*WHAT THE EXERCISE ASKS*:
For the entries that follow, restate word for word the line containing "One point goes on each instance of the metal", the line containing "One point goes on each instance of the black rubber", and every line that lies between them.

** RECORDS TO USE follows **

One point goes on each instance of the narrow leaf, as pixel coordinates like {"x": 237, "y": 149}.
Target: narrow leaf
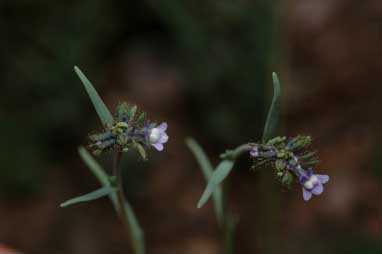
{"x": 207, "y": 171}
{"x": 221, "y": 172}
{"x": 100, "y": 107}
{"x": 104, "y": 179}
{"x": 274, "y": 112}
{"x": 102, "y": 192}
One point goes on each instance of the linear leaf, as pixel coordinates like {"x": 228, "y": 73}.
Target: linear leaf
{"x": 221, "y": 172}
{"x": 274, "y": 112}
{"x": 100, "y": 107}
{"x": 99, "y": 172}
{"x": 100, "y": 193}
{"x": 207, "y": 171}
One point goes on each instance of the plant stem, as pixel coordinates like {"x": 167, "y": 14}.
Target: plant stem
{"x": 120, "y": 192}
{"x": 137, "y": 244}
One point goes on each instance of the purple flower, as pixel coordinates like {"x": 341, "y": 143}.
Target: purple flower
{"x": 312, "y": 184}
{"x": 254, "y": 152}
{"x": 157, "y": 136}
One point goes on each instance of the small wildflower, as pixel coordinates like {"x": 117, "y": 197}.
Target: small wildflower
{"x": 254, "y": 152}
{"x": 130, "y": 130}
{"x": 312, "y": 184}
{"x": 157, "y": 136}
{"x": 289, "y": 156}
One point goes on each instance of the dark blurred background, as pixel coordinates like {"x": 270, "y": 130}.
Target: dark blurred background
{"x": 205, "y": 68}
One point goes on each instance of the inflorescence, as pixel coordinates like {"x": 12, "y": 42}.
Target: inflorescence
{"x": 292, "y": 162}
{"x": 129, "y": 130}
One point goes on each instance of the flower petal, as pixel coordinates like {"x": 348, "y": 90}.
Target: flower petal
{"x": 163, "y": 138}
{"x": 323, "y": 178}
{"x": 158, "y": 146}
{"x": 306, "y": 194}
{"x": 318, "y": 189}
{"x": 162, "y": 126}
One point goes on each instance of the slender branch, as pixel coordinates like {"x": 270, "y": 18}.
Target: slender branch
{"x": 120, "y": 192}
{"x": 136, "y": 243}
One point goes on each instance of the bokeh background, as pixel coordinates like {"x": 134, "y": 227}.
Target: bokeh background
{"x": 205, "y": 68}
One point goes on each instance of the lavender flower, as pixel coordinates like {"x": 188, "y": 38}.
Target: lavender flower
{"x": 157, "y": 136}
{"x": 312, "y": 184}
{"x": 254, "y": 152}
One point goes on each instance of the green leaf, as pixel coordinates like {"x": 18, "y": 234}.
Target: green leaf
{"x": 100, "y": 107}
{"x": 104, "y": 179}
{"x": 274, "y": 112}
{"x": 100, "y": 193}
{"x": 221, "y": 172}
{"x": 132, "y": 112}
{"x": 207, "y": 171}
{"x": 141, "y": 119}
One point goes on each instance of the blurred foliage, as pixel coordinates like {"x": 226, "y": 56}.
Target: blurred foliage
{"x": 224, "y": 49}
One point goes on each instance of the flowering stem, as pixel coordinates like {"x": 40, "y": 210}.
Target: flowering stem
{"x": 233, "y": 154}
{"x": 136, "y": 244}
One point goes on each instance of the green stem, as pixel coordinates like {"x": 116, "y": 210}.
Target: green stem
{"x": 123, "y": 214}
{"x": 233, "y": 154}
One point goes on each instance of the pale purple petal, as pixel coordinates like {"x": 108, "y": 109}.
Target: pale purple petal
{"x": 163, "y": 138}
{"x": 158, "y": 146}
{"x": 162, "y": 126}
{"x": 318, "y": 189}
{"x": 323, "y": 178}
{"x": 306, "y": 194}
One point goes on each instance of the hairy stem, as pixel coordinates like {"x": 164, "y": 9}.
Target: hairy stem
{"x": 136, "y": 244}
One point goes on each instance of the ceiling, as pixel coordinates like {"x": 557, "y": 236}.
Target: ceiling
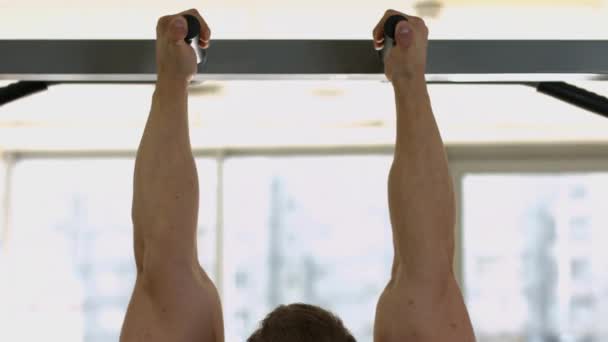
{"x": 280, "y": 113}
{"x": 313, "y": 19}
{"x": 292, "y": 113}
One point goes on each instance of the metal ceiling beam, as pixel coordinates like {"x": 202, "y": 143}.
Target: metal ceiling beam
{"x": 449, "y": 61}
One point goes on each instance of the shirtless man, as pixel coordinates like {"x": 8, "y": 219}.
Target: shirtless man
{"x": 174, "y": 299}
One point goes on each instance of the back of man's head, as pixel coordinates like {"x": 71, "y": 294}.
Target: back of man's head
{"x": 301, "y": 323}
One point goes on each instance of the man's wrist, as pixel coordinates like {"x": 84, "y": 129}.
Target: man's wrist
{"x": 171, "y": 85}
{"x": 409, "y": 82}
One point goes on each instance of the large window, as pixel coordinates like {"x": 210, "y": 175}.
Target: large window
{"x": 535, "y": 257}
{"x": 67, "y": 265}
{"x": 313, "y": 230}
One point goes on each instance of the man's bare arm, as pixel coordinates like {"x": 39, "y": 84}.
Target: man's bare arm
{"x": 173, "y": 297}
{"x": 422, "y": 301}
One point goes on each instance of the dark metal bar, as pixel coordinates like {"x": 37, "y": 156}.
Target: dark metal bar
{"x": 21, "y": 89}
{"x": 576, "y": 96}
{"x": 448, "y": 61}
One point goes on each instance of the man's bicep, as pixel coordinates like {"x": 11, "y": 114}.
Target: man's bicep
{"x": 416, "y": 312}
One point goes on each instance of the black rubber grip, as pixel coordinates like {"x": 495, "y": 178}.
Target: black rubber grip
{"x": 390, "y": 25}
{"x": 194, "y": 28}
{"x": 576, "y": 96}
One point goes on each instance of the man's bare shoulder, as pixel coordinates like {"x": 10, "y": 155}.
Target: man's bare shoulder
{"x": 180, "y": 308}
{"x": 418, "y": 312}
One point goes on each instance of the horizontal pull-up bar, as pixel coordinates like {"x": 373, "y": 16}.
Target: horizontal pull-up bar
{"x": 450, "y": 61}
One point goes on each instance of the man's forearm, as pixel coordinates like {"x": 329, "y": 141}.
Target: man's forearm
{"x": 165, "y": 202}
{"x": 421, "y": 194}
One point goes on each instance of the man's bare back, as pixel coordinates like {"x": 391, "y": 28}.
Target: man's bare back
{"x": 174, "y": 299}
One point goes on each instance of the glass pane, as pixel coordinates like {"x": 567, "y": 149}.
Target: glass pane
{"x": 313, "y": 230}
{"x": 535, "y": 260}
{"x": 275, "y": 19}
{"x": 68, "y": 268}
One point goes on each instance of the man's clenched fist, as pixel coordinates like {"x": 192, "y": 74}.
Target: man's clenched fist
{"x": 175, "y": 59}
{"x": 407, "y": 60}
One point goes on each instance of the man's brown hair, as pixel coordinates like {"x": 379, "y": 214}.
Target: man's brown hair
{"x": 301, "y": 323}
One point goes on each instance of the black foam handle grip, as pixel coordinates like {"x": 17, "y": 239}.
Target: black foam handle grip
{"x": 390, "y": 25}
{"x": 193, "y": 38}
{"x": 194, "y": 28}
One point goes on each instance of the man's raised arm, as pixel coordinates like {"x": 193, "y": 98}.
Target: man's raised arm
{"x": 422, "y": 301}
{"x": 173, "y": 300}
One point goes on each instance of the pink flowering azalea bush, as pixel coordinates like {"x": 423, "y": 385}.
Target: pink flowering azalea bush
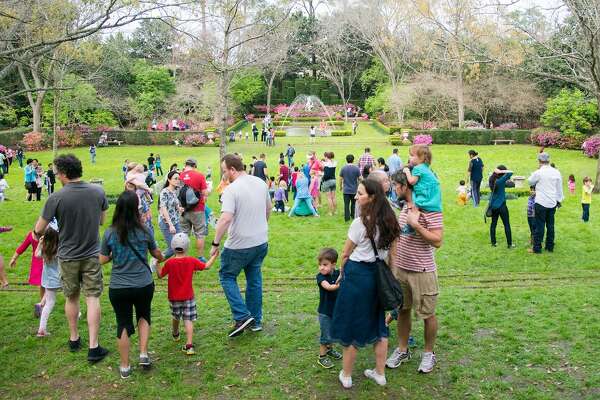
{"x": 545, "y": 138}
{"x": 591, "y": 147}
{"x": 423, "y": 139}
{"x": 196, "y": 139}
{"x": 470, "y": 124}
{"x": 507, "y": 126}
{"x": 34, "y": 141}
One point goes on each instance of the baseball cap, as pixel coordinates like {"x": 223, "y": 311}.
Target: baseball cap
{"x": 180, "y": 242}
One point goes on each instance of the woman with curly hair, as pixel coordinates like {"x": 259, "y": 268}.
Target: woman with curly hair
{"x": 358, "y": 319}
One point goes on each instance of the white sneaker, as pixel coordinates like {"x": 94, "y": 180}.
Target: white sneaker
{"x": 346, "y": 381}
{"x": 397, "y": 358}
{"x": 153, "y": 264}
{"x": 379, "y": 379}
{"x": 427, "y": 363}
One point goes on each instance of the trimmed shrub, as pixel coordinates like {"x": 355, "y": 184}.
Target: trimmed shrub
{"x": 35, "y": 141}
{"x": 341, "y": 133}
{"x": 13, "y": 137}
{"x": 473, "y": 136}
{"x": 423, "y": 139}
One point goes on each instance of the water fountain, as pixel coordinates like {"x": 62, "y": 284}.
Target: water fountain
{"x": 308, "y": 105}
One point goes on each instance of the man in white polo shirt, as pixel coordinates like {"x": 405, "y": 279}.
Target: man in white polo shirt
{"x": 548, "y": 195}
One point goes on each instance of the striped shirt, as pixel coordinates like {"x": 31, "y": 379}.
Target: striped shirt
{"x": 413, "y": 252}
{"x": 365, "y": 159}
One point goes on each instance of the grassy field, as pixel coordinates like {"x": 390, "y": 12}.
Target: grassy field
{"x": 512, "y": 325}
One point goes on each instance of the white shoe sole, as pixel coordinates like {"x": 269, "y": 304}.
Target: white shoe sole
{"x": 242, "y": 327}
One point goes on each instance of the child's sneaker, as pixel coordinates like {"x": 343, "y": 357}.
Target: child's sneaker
{"x": 379, "y": 379}
{"x": 325, "y": 362}
{"x": 397, "y": 358}
{"x": 346, "y": 381}
{"x": 427, "y": 363}
{"x": 333, "y": 353}
{"x": 145, "y": 361}
{"x": 188, "y": 349}
{"x": 125, "y": 372}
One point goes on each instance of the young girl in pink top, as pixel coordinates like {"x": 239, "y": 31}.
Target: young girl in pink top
{"x": 36, "y": 267}
{"x": 571, "y": 184}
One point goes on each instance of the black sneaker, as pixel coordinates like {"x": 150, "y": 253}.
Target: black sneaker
{"x": 97, "y": 354}
{"x": 125, "y": 373}
{"x": 239, "y": 327}
{"x": 75, "y": 345}
{"x": 145, "y": 362}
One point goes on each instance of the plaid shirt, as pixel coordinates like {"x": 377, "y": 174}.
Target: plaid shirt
{"x": 365, "y": 159}
{"x": 531, "y": 206}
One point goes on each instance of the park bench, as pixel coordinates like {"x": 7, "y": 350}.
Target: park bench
{"x": 507, "y": 141}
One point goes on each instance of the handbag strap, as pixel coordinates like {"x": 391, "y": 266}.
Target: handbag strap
{"x": 138, "y": 255}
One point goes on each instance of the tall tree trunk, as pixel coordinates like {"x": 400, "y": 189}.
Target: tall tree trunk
{"x": 224, "y": 104}
{"x": 269, "y": 92}
{"x": 460, "y": 95}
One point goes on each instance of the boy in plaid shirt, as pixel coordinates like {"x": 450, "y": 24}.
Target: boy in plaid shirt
{"x": 180, "y": 269}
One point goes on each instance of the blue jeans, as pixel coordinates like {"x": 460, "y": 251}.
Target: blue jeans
{"x": 250, "y": 261}
{"x": 325, "y": 325}
{"x": 164, "y": 228}
{"x": 308, "y": 202}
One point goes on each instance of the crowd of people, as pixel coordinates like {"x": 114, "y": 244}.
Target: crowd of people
{"x": 395, "y": 210}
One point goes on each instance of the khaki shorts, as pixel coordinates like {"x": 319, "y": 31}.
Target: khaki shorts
{"x": 81, "y": 275}
{"x": 194, "y": 220}
{"x": 420, "y": 290}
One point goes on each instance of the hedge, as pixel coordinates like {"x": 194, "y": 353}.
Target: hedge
{"x": 467, "y": 136}
{"x": 473, "y": 136}
{"x": 344, "y": 132}
{"x": 305, "y": 123}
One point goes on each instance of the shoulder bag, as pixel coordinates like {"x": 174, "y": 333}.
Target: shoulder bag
{"x": 389, "y": 291}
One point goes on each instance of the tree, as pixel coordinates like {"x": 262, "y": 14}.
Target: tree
{"x": 388, "y": 29}
{"x": 246, "y": 87}
{"x": 236, "y": 28}
{"x": 150, "y": 89}
{"x": 571, "y": 113}
{"x": 153, "y": 41}
{"x": 340, "y": 60}
{"x": 574, "y": 43}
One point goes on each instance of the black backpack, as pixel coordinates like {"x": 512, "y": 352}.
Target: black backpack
{"x": 188, "y": 198}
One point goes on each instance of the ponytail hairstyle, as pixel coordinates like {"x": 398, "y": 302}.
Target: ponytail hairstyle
{"x": 50, "y": 244}
{"x": 377, "y": 215}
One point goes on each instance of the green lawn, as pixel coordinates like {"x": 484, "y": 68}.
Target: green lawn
{"x": 512, "y": 325}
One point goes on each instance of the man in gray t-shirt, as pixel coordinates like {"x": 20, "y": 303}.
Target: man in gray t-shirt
{"x": 244, "y": 215}
{"x": 349, "y": 182}
{"x": 80, "y": 209}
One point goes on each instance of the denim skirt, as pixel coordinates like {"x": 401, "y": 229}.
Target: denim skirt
{"x": 358, "y": 320}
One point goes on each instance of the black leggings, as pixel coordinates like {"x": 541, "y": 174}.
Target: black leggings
{"x": 123, "y": 302}
{"x": 502, "y": 213}
{"x": 349, "y": 207}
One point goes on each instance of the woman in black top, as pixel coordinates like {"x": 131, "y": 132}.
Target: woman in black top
{"x": 475, "y": 176}
{"x": 328, "y": 183}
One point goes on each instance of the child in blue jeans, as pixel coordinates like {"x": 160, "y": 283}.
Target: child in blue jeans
{"x": 427, "y": 194}
{"x": 328, "y": 286}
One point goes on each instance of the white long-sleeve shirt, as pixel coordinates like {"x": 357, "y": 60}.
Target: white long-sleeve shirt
{"x": 548, "y": 186}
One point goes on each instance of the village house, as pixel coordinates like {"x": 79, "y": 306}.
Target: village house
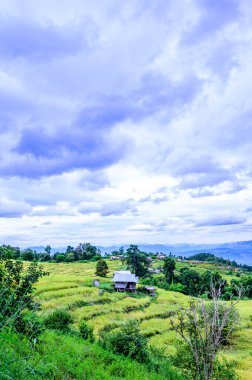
{"x": 125, "y": 281}
{"x": 116, "y": 258}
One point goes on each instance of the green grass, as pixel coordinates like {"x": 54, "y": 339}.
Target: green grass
{"x": 62, "y": 357}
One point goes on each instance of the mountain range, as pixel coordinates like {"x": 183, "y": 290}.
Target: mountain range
{"x": 240, "y": 251}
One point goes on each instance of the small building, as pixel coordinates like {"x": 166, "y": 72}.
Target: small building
{"x": 96, "y": 283}
{"x": 154, "y": 271}
{"x": 151, "y": 290}
{"x": 125, "y": 281}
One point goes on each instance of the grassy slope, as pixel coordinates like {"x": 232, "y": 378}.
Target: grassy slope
{"x": 68, "y": 286}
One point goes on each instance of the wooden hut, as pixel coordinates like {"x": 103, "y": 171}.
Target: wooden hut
{"x": 125, "y": 281}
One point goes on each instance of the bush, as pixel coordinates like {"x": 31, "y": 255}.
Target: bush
{"x": 128, "y": 341}
{"x": 58, "y": 320}
{"x": 183, "y": 359}
{"x": 101, "y": 268}
{"x": 30, "y": 325}
{"x": 86, "y": 331}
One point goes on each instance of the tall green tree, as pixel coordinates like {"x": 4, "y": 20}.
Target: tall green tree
{"x": 169, "y": 267}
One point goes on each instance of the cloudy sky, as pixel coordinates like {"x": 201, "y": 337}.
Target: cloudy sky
{"x": 125, "y": 121}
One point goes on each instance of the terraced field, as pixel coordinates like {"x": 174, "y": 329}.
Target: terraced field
{"x": 70, "y": 286}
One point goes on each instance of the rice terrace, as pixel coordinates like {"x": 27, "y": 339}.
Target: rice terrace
{"x": 77, "y": 312}
{"x": 70, "y": 286}
{"x": 125, "y": 190}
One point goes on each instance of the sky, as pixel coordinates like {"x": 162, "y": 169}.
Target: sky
{"x": 125, "y": 121}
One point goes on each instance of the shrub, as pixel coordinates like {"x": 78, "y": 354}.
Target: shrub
{"x": 101, "y": 268}
{"x": 86, "y": 331}
{"x": 58, "y": 320}
{"x": 183, "y": 359}
{"x": 128, "y": 341}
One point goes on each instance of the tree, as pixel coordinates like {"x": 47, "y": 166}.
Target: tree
{"x": 86, "y": 251}
{"x": 16, "y": 289}
{"x": 169, "y": 267}
{"x": 28, "y": 254}
{"x": 101, "y": 268}
{"x": 204, "y": 329}
{"x": 136, "y": 261}
{"x": 48, "y": 249}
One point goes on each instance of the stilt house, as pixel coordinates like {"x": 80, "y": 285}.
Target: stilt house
{"x": 125, "y": 281}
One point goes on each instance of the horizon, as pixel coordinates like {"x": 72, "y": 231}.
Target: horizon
{"x": 125, "y": 121}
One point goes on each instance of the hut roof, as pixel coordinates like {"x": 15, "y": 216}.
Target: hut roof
{"x": 125, "y": 276}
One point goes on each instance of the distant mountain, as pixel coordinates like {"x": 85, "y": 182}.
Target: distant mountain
{"x": 240, "y": 251}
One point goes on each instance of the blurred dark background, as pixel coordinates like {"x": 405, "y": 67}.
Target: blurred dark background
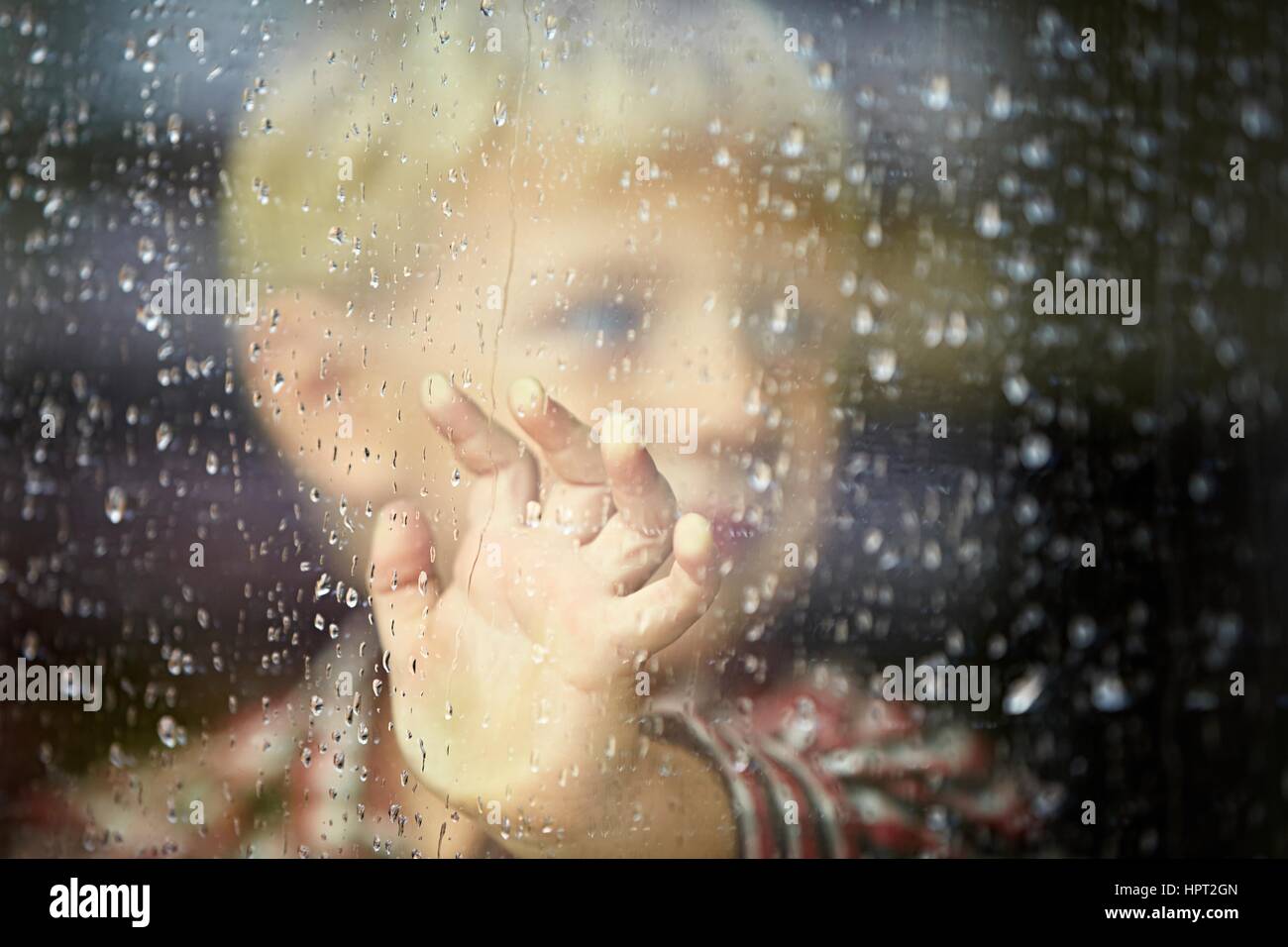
{"x": 1115, "y": 162}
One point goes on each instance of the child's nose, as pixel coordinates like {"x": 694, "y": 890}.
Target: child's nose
{"x": 702, "y": 368}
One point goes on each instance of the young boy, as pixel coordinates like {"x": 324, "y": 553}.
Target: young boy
{"x": 550, "y": 315}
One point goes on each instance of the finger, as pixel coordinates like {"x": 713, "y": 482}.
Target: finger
{"x": 402, "y": 582}
{"x": 483, "y": 447}
{"x": 638, "y": 540}
{"x": 576, "y": 497}
{"x": 642, "y": 495}
{"x": 658, "y": 613}
{"x": 566, "y": 441}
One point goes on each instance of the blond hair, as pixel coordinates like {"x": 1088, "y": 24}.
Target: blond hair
{"x": 360, "y": 153}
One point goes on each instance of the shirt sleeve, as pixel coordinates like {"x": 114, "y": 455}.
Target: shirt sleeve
{"x": 827, "y": 771}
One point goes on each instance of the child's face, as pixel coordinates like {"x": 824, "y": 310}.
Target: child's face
{"x": 657, "y": 296}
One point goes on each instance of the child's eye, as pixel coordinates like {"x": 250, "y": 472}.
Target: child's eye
{"x": 604, "y": 321}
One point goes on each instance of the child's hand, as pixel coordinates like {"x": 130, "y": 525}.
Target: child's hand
{"x": 514, "y": 686}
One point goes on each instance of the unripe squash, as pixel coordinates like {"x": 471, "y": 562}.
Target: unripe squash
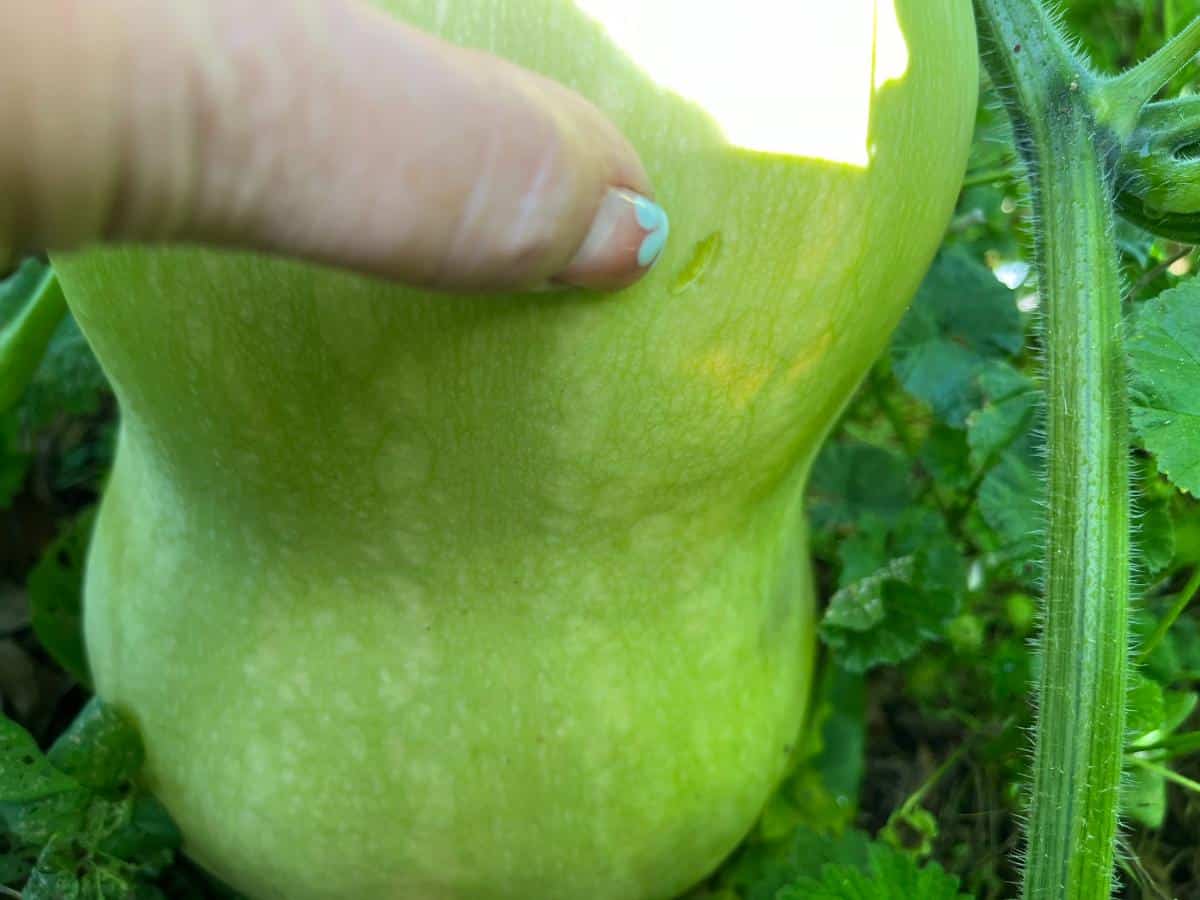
{"x": 419, "y": 597}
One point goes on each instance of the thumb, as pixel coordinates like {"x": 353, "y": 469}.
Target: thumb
{"x": 318, "y": 129}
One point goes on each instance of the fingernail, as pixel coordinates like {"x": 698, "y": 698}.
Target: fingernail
{"x": 625, "y": 240}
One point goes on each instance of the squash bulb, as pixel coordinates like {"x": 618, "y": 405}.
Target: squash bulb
{"x": 420, "y": 597}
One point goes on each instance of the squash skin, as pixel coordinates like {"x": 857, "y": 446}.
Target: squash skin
{"x": 429, "y": 598}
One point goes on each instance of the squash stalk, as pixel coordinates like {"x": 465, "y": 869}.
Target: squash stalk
{"x": 1072, "y": 823}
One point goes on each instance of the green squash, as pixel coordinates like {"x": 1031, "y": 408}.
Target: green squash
{"x": 419, "y": 597}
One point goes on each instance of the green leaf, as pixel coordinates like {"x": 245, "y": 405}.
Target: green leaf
{"x": 101, "y": 749}
{"x": 888, "y": 616}
{"x": 1144, "y": 797}
{"x": 1164, "y": 353}
{"x": 963, "y": 317}
{"x": 853, "y": 480}
{"x": 946, "y": 457}
{"x": 57, "y": 875}
{"x": 1153, "y": 534}
{"x": 889, "y": 875}
{"x": 24, "y": 773}
{"x": 1011, "y": 498}
{"x": 25, "y": 337}
{"x": 1008, "y": 412}
{"x": 760, "y": 871}
{"x": 55, "y": 597}
{"x": 13, "y": 462}
{"x": 1146, "y": 706}
{"x": 17, "y": 289}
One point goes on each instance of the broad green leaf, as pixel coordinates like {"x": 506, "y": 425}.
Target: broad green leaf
{"x": 963, "y": 317}
{"x": 887, "y": 617}
{"x": 25, "y": 774}
{"x": 1008, "y": 412}
{"x": 1011, "y": 498}
{"x": 852, "y": 480}
{"x": 1164, "y": 352}
{"x": 889, "y": 875}
{"x": 760, "y": 871}
{"x": 101, "y": 749}
{"x": 55, "y": 597}
{"x": 13, "y": 461}
{"x": 946, "y": 457}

** End of RECORDS TO USE **

*TASK OUTPUT*:
One point goes on each instance of the metal ceiling beam, as pixel coordinates like {"x": 202, "y": 143}.
Target: metal ceiling beam
{"x": 449, "y": 61}
One point goes on each instance of the shirtless man, as pixel coordinates like {"x": 8, "y": 219}.
Target: shirtless man
{"x": 174, "y": 299}
One point goes on each instance of the back of man's head, as pixel coordinates like {"x": 71, "y": 294}.
Target: back of man's head
{"x": 301, "y": 323}
One point goes on each instance of the man's wrist, as pixel coordinates like {"x": 84, "y": 129}.
Target: man's wrist
{"x": 171, "y": 85}
{"x": 409, "y": 82}
One point goes on each instance of the large window, as pixel coordinates like {"x": 210, "y": 175}.
Target: large window
{"x": 535, "y": 257}
{"x": 67, "y": 265}
{"x": 313, "y": 230}
One point goes on each instance of the man's bare arm, as pixel coordinates like {"x": 39, "y": 84}.
Target: man's bare arm
{"x": 173, "y": 297}
{"x": 422, "y": 301}
One point goes on each instance of the dark metal bar, as pixel coordinates like {"x": 37, "y": 156}.
Target: dark metal bar
{"x": 21, "y": 89}
{"x": 576, "y": 96}
{"x": 448, "y": 61}
One point goes on each instance of the man's bicep, as pixel coordinates like {"x": 11, "y": 114}.
Target: man's bicep
{"x": 416, "y": 312}
One point goes on each instance of the black rubber grip, as pixel coordinates like {"x": 495, "y": 178}.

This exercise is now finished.